__TEXT PASSAGE__

----

Label Redesign Proposal #17225

pcd1193182 · 2025-04-07T20:27:11Z

pcd1193182
Apr 7, 2025
Collaborator

Motivation and Context

The current label design in ZFS has served us well for a long time now, but is starting to show its age. Because we always use a full disk sector for each uberblock, and we have a limited ring size of 128k, the number of uberblocks we can stored on new large-sector devices is getting dangerously low. There are other friction points too; not having enough room to store the pool config, limited room to support new features, and no dedicated space for extreme-rollback uberblocks. The time has come to figure out what a new label layout should look like. @allanjude started this discussion at the 2024 OpenZFS Developer Summit with his presentation, and the next step is to present a proposal and make sure we get the full range of community feedback on it.

Considerations

We don't want to have an irreconcilable break with the past, here; old versions of ZFS should know that there is a pool on the disks, even if that pool is one using the new label type and the old software can't read it.
NVMe devices with an underlying physical sector sizes as high as 128KiB are currently available; we don't know how high this trend is going to go, but it could persist for some time. We want to plan for this new design to last for at least another 5-10 years, so we shouldn't bake in any current assumptions.

----

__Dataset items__

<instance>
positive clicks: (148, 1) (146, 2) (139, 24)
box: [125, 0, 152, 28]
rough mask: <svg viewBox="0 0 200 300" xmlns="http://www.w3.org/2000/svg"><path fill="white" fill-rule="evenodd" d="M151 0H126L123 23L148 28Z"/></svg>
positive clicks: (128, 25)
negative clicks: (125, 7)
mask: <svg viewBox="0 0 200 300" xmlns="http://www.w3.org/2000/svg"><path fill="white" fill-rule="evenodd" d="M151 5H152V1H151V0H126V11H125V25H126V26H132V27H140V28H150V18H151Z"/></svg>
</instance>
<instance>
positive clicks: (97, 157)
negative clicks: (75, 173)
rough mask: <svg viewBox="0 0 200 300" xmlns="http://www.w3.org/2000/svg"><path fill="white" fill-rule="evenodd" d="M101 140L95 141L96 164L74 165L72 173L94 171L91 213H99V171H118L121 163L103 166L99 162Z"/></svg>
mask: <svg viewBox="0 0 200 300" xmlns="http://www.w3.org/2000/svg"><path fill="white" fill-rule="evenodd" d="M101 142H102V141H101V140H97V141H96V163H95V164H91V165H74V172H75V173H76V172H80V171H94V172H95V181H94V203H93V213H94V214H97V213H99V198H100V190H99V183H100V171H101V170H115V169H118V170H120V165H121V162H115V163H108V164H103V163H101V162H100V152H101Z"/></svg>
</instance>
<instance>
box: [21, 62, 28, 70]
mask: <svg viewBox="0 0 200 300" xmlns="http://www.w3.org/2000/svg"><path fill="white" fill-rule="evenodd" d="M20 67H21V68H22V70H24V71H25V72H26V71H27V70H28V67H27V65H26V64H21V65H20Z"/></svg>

----

__EXERCISE__
Write out the part of the ZFS label proposal that begins at the words "The current label" and stops after "feedback on it.". The records were drawn from a different source than the text.

__RESULT OF THIS TASK__
The current label design in ZFS has served us well for a long time now, but is starting to show its age. Because we always use a full disk sector for each uberblock, and we have a limited ring size of 128k, the number of uberblocks we can stored on new large-sector devices is getting dangerously low. There are other friction points too; not having enough room to store the pool config, limited room to support new features, and no dedicated space for extreme-rollback uberblocks. The time has come to figure out what a new label layout should look like. @allanjude started this discussion at the 2024 OpenZFS Developer Summit with his presentation, and the next step is to present a proposal and make sure we get the full range of community feedback on it.